**PAGE TEXT**
# # # # #

Impact of Government Policies on the Telecommunications Industry

2. Case study 1: AT & T Divestiture

2.1. Goal of this case study:

AT&T provides insight into the effect of regulation and universal service policies on the widespread adoption of plain old telephone system (POTs). In particular, analysis will focus on how AT&T's regulated structure both helped and hindered widespread adoption, the rationale for divestiture and finally the future of basic telephony service following the Telecommunications Act of 1996.

2.2. History of the American Telephone and Telegraph (AT&T) Monopoly

2.2.1. Regulatory Context and Beginnings of a Natural Monopoly

Federal and state regulation of interstate and intrastate telecommunications services on a monopoly basis was embedded in the notion that providing phone services was a natural monopoly. This meant that AT&T could provide phone service to the most people at the lowest cost through one regulated network. This illustrates the idea of a network externality, in which users on the phone network all gain additional utility as the number of users on the same network increases.

AT&T held its original telephone patent by Alexander Graham Bell from 1876-1893. After its expiration, over 6,000 independent phone companies entered to build wireline networks in all parts of the country to provide local telephone service and sell equipment.[1] One early problem customers faced after AT&T's patent expiration in 1893 was in interconnecting customers on competing independent phone companies' networks. As a result, customers were unable to connect to other customers within the same area who were subscribed on competing networks.

# # # # #

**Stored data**

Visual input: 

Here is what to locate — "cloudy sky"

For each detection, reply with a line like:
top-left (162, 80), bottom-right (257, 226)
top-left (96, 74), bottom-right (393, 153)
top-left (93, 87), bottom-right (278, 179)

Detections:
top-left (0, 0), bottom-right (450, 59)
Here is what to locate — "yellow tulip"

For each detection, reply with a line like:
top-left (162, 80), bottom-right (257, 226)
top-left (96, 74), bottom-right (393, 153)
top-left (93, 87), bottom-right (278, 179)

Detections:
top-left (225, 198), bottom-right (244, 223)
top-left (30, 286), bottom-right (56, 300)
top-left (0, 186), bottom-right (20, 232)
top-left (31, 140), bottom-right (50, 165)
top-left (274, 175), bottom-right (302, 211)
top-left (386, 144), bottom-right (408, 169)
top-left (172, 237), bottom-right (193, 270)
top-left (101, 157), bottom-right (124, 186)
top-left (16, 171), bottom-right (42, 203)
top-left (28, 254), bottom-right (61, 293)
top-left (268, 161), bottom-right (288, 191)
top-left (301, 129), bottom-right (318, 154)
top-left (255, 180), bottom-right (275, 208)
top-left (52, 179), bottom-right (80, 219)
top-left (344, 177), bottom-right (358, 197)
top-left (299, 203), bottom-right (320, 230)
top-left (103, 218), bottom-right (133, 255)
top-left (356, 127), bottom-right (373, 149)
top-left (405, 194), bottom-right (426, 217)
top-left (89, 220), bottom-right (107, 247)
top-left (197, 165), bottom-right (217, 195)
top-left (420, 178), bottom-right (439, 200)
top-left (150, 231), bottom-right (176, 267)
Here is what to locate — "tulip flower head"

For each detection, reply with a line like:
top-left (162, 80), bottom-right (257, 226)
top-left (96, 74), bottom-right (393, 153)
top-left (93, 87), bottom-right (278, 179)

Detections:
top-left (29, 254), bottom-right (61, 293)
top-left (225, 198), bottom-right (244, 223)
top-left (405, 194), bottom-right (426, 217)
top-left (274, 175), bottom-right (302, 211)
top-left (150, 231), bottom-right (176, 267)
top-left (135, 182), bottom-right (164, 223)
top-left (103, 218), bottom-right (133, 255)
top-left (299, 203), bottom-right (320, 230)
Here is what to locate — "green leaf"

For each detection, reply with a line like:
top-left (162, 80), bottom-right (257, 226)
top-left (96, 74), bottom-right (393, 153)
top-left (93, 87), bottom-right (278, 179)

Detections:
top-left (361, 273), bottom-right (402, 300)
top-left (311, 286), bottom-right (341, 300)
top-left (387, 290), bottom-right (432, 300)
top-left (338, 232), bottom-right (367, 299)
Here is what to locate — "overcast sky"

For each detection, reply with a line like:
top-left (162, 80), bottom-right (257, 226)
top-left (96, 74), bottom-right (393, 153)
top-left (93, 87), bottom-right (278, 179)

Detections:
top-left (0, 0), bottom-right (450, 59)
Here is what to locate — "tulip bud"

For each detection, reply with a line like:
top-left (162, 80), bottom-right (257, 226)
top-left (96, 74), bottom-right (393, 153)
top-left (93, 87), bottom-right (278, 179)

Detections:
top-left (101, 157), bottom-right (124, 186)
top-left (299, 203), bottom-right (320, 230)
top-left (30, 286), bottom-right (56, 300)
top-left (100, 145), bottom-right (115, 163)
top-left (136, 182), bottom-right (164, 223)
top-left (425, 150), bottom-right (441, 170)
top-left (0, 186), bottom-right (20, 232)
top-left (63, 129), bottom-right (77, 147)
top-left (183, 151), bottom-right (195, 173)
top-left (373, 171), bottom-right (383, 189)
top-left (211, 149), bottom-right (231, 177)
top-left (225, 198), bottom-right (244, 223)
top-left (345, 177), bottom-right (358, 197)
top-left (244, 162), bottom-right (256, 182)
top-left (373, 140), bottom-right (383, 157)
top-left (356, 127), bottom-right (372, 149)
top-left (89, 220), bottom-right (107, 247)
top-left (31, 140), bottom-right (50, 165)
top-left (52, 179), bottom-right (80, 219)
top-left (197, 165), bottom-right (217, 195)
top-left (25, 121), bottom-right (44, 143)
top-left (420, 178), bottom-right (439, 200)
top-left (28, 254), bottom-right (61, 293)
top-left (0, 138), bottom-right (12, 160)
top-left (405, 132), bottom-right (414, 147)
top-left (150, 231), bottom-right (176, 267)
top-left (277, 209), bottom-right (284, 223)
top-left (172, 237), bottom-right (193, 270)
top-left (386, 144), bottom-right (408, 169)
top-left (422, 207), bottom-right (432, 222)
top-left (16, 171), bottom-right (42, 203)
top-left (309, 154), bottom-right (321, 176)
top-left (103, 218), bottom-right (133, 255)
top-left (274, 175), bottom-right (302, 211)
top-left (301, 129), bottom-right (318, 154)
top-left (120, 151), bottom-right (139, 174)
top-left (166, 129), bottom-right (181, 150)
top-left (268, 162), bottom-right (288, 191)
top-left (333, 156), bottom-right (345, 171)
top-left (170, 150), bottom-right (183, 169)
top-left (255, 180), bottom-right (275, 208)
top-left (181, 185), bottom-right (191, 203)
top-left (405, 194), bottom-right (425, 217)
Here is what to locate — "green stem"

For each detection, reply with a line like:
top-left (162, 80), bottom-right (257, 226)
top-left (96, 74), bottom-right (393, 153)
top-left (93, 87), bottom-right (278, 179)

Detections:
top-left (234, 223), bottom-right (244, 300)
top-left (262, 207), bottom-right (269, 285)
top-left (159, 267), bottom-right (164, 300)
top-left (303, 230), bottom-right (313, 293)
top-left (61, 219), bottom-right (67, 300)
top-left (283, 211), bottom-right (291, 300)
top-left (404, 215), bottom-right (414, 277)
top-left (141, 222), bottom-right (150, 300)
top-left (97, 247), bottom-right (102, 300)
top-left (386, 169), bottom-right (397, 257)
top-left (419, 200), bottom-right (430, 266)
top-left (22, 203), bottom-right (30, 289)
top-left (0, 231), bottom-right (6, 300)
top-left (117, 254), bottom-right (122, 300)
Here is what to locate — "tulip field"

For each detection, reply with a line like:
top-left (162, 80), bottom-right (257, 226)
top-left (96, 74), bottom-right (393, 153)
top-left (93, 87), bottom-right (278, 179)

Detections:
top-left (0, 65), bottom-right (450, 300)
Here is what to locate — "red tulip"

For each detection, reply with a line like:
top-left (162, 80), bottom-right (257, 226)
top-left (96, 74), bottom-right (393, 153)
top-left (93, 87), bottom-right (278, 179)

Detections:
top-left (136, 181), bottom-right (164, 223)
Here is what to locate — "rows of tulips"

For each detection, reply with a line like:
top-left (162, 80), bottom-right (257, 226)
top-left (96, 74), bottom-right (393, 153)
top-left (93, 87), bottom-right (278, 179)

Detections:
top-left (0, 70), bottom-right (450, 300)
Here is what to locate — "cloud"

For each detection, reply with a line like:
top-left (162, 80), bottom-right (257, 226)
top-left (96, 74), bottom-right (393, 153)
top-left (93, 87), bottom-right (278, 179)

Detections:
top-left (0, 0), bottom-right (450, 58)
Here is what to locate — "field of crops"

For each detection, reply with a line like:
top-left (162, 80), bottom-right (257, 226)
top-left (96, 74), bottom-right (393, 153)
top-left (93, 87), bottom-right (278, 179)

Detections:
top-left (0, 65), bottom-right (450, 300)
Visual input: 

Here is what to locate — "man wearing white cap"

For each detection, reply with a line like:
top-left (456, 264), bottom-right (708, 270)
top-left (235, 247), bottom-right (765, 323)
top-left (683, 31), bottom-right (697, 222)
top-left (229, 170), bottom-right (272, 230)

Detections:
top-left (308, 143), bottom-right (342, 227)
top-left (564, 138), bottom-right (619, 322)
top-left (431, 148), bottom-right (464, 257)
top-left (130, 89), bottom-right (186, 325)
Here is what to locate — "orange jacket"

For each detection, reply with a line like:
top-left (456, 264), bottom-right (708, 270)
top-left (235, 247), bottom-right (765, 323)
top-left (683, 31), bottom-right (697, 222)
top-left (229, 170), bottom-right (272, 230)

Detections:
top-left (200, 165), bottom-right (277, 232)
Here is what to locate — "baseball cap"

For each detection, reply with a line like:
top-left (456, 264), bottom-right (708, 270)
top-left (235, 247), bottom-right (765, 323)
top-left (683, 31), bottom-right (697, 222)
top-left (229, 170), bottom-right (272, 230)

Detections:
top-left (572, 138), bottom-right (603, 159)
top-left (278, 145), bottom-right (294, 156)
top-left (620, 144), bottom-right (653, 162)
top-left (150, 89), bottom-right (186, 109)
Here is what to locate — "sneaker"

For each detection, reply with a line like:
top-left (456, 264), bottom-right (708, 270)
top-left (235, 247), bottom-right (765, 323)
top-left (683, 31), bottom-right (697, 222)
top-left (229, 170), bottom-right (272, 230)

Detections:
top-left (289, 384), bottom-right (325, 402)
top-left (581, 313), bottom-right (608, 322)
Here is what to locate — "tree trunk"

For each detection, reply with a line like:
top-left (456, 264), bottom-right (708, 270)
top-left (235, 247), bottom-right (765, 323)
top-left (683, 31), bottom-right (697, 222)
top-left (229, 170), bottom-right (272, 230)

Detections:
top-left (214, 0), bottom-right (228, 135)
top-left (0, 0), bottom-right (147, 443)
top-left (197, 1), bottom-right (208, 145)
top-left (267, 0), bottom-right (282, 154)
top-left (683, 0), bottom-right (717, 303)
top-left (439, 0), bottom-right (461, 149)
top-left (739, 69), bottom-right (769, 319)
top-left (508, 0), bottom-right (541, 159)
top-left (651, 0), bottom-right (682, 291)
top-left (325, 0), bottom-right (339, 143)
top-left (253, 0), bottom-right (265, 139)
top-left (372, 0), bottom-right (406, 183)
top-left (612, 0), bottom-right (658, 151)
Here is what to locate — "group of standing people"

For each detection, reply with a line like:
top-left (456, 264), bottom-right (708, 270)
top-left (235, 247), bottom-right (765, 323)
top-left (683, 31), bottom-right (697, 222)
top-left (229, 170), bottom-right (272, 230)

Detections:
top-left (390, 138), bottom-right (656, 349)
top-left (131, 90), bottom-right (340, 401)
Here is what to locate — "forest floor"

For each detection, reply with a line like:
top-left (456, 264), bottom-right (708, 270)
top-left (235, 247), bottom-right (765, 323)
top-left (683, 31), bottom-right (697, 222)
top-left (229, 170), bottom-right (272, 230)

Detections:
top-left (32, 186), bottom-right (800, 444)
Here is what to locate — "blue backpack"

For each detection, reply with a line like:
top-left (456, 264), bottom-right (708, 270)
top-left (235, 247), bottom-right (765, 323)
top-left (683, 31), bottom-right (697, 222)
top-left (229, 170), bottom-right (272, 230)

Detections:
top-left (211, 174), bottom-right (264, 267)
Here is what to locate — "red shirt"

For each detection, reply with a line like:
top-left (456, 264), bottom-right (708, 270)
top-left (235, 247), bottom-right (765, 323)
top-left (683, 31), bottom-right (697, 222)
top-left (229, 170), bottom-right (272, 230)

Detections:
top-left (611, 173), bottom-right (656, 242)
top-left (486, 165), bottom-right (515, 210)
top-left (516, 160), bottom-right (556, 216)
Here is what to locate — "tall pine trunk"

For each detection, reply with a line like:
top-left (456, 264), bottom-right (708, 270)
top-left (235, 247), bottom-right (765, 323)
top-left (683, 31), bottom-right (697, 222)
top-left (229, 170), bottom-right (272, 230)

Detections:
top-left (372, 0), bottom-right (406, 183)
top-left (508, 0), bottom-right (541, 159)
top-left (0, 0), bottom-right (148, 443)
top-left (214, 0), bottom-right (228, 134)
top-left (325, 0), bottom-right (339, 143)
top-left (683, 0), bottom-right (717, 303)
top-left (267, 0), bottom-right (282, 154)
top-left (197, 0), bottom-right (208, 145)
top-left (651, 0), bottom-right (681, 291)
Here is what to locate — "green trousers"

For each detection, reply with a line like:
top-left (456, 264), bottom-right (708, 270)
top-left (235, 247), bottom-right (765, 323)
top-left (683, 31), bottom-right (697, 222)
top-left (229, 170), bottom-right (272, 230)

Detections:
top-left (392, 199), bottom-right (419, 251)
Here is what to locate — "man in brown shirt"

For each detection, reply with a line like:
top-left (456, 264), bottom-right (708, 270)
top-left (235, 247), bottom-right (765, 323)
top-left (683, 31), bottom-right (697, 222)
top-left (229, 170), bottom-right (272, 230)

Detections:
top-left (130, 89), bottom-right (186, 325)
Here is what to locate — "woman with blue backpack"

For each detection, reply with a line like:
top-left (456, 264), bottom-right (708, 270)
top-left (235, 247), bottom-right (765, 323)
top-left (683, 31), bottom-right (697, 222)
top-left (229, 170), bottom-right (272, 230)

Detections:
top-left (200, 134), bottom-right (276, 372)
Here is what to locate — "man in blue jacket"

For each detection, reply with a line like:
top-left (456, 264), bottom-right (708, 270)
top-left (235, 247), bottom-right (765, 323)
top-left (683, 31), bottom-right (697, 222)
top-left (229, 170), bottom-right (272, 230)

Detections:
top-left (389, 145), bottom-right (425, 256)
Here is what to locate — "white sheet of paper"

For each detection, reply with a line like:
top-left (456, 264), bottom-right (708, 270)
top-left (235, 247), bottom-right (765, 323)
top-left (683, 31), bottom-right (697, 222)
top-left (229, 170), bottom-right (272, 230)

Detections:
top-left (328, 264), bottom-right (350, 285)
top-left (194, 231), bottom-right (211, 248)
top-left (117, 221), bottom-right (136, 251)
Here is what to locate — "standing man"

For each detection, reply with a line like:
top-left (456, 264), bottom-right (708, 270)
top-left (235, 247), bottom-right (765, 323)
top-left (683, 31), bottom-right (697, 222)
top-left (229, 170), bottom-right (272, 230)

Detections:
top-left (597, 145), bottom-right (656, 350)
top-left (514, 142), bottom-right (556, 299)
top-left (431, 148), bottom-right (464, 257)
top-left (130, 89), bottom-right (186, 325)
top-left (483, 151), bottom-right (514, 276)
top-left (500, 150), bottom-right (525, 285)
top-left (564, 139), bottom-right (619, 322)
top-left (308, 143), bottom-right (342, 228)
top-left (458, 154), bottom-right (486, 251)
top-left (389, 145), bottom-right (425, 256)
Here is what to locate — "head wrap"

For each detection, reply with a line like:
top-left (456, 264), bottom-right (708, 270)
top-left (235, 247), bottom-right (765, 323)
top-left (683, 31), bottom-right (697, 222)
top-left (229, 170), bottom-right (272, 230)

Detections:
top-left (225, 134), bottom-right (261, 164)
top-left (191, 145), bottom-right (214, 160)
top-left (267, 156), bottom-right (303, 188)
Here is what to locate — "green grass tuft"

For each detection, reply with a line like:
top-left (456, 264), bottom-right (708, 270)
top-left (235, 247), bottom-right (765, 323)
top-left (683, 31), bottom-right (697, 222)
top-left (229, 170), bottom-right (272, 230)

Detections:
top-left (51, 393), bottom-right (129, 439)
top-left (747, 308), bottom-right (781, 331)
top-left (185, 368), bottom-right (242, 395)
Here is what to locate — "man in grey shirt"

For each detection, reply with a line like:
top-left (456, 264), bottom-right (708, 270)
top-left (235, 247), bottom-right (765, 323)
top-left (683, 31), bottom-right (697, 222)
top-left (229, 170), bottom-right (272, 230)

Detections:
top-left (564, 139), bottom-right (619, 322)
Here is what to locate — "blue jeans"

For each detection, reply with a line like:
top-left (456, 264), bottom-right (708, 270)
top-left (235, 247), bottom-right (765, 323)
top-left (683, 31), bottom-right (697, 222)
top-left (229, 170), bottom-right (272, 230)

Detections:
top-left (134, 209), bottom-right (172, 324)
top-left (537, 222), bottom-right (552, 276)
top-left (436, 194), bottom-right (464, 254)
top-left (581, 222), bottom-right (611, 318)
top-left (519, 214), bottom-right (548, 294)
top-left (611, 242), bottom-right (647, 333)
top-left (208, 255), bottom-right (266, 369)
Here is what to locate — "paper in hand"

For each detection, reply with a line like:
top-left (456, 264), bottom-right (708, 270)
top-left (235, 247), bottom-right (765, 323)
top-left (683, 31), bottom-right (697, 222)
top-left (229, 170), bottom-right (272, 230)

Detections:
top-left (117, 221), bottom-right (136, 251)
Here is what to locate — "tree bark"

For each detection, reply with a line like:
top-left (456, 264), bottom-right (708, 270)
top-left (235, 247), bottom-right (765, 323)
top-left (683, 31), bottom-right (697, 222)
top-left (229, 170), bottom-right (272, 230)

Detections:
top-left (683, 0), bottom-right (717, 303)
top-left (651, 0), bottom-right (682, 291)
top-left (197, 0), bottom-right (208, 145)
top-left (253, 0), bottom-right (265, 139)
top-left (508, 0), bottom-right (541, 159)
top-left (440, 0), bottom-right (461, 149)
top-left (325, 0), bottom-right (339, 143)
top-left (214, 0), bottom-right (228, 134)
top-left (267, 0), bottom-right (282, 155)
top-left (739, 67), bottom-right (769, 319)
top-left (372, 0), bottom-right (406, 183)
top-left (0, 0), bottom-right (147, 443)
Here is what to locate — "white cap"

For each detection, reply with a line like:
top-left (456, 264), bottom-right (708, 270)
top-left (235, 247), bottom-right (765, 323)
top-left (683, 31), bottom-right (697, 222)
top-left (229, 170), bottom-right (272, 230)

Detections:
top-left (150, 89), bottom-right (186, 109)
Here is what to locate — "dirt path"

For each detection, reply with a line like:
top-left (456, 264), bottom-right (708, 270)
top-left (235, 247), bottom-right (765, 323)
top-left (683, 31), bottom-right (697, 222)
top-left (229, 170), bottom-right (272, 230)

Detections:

# # # # #

**TASKS**
1. According to the AT&T case study, how many independent phone companies entered the market after AT&T's patent expired?
2. Translate this sentence from the AT&T case study into Spanish: "This meant that AT&T could provide phone service to the most people at the lowest cost through one regulated network."
3. Proceed with the AT&T case study, picking up right after its last sentence.

**OUTPUTS FOR THE TASKS**
1. Over 6,000.

2. Esto significaba que AT&T podía prestar servicio telefónico a la mayor cantidad de personas al menor costo a través de una sola red regulada.

3.
President and Founder of AT&T Theodore Vail was a proponent of creating a single natural monopoly in telephony services. AT&T withstood its first antitrust suit in 1913, U.S. v. Western Electric, by establishing the "Kingsbury Commitment." AT&T's Vice-President Nathan Kinsbury wrote a letter to the Attorney General conceding AT&T would stop acquiring independents and provide interconnection to its network for independent carriers. By doing this, AT&T was able to drop the antitrust suit and thus continue acquiring independents. The passage of the Willis-Graham Act in 1921 in Congress reinforced government's partiality to creating a regulated monopoly system. The Act granted mergers among competing telcos to enable the "unification" of service provision.

These early problems illustrated inadequacies in supply and distribution problem under a system of free entry that are traditionally the impetus for regulation. However, whether or not this stemmed from competition or simply from an early lack of interconnection between providers and networks is debatable. Some revisionists would argue that "universal service" was provided by "competition and independent construction, not subsidies, that brought the telephone to rural America."[2] Nevertheless, government regulators moved ahead in 1910 to favor AT&T as the sole provider of telephony services, thus creating a monopoly market structure.

2.2.2. Communications Act of 1934: The Shaping of a Regulated Monopoly

The main impetus driving the Communications Act of 1934 was the goal of providing universal service through (1) the interconnection of networks, (2) standardization in network and equipment technology and (3) maximizing network economies of scale. The Communications Act of 1934 also began federal regulation of communications by forming the Federal Communications Commission (FCC). It is important to note that "universal service" in this sense would imply unifying providers to end fragmentation in phone service and thus enable connectivity between customers.[3] This contrasts with the concept of "universal service" as it exists today as a policy goal to make basic phone service available to as many people as possible as a public good.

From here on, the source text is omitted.